• _Record excerpts_:
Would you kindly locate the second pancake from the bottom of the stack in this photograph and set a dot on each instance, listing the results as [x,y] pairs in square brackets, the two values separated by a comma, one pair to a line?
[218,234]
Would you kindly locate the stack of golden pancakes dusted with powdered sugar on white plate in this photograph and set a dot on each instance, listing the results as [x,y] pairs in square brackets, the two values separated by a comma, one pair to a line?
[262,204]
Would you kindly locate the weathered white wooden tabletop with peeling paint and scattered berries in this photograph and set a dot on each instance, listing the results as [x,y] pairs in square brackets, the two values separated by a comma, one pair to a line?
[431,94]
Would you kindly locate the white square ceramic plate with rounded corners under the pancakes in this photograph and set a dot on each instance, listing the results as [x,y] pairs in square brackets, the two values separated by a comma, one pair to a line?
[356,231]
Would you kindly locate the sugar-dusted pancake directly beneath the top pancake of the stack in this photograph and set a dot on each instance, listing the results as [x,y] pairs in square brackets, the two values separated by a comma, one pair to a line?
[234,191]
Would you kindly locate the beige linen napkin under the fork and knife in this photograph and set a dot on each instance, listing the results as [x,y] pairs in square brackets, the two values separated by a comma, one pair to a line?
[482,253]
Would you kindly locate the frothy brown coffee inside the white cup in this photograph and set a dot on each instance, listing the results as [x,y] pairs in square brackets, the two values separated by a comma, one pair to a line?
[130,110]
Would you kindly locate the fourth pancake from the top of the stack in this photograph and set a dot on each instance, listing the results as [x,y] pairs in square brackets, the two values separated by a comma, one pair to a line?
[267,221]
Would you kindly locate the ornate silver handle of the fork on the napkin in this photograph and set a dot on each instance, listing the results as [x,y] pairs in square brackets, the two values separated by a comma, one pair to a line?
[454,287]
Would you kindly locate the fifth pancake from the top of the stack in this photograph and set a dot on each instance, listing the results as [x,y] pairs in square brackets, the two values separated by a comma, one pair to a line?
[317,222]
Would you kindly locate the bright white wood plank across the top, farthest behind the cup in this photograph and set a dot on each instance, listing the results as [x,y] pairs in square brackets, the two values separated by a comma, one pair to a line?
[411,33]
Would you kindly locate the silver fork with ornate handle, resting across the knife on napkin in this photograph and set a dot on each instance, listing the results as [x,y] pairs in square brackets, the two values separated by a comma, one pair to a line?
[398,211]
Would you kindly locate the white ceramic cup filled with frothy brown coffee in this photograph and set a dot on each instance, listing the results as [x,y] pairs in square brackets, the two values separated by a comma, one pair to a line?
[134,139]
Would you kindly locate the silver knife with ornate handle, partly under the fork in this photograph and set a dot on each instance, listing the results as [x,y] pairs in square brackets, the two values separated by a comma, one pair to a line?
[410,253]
---
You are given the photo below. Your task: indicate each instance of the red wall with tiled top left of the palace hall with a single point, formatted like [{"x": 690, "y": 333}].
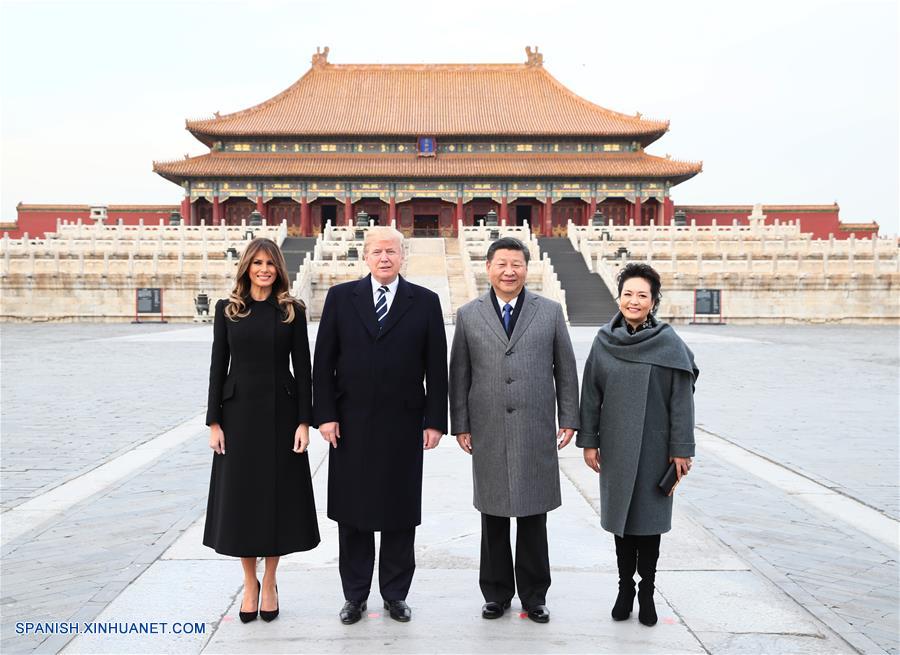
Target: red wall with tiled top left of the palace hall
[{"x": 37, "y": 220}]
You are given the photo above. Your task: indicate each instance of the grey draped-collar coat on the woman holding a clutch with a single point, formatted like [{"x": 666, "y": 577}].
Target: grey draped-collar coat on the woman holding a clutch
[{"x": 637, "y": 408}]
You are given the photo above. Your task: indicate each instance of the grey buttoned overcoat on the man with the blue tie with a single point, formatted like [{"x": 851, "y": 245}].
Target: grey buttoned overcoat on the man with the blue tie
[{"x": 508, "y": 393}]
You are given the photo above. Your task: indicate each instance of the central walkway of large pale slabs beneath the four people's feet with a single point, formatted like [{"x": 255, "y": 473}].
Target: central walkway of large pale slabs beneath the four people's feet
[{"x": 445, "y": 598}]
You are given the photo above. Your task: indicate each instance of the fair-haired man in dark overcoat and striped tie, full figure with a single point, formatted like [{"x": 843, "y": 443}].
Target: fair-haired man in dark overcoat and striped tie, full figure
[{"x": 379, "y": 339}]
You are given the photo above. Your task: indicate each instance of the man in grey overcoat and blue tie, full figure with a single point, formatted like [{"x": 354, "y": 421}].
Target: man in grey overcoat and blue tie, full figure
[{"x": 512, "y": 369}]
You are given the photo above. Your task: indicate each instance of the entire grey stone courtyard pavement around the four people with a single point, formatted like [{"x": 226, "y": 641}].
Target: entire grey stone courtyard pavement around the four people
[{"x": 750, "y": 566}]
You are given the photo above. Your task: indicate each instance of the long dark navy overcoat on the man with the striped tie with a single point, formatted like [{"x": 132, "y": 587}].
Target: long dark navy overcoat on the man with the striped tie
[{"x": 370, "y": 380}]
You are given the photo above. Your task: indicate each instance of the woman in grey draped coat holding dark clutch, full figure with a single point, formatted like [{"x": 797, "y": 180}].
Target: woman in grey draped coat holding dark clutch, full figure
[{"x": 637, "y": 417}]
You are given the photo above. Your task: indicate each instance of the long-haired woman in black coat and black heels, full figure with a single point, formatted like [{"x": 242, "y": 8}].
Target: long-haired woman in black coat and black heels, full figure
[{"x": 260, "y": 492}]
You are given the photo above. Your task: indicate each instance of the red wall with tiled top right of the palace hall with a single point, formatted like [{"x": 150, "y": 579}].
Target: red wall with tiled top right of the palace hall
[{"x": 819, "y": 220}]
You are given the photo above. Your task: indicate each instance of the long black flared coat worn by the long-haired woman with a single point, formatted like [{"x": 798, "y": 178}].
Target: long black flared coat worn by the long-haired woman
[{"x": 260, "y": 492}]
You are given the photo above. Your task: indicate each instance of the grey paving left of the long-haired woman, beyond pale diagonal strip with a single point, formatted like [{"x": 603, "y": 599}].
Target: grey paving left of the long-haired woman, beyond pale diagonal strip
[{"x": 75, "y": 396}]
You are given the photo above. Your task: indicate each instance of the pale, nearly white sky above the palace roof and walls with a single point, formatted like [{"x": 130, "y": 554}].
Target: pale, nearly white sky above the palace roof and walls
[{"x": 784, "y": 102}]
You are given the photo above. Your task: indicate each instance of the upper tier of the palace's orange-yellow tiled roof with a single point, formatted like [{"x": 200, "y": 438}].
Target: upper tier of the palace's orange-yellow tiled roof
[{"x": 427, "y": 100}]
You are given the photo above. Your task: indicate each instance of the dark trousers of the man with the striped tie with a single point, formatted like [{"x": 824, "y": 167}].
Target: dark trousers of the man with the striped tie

• _Problem requirements_: Count how many lines in the material above hold the word "trousers", then write the number and nothing more.

• _Task output_: 2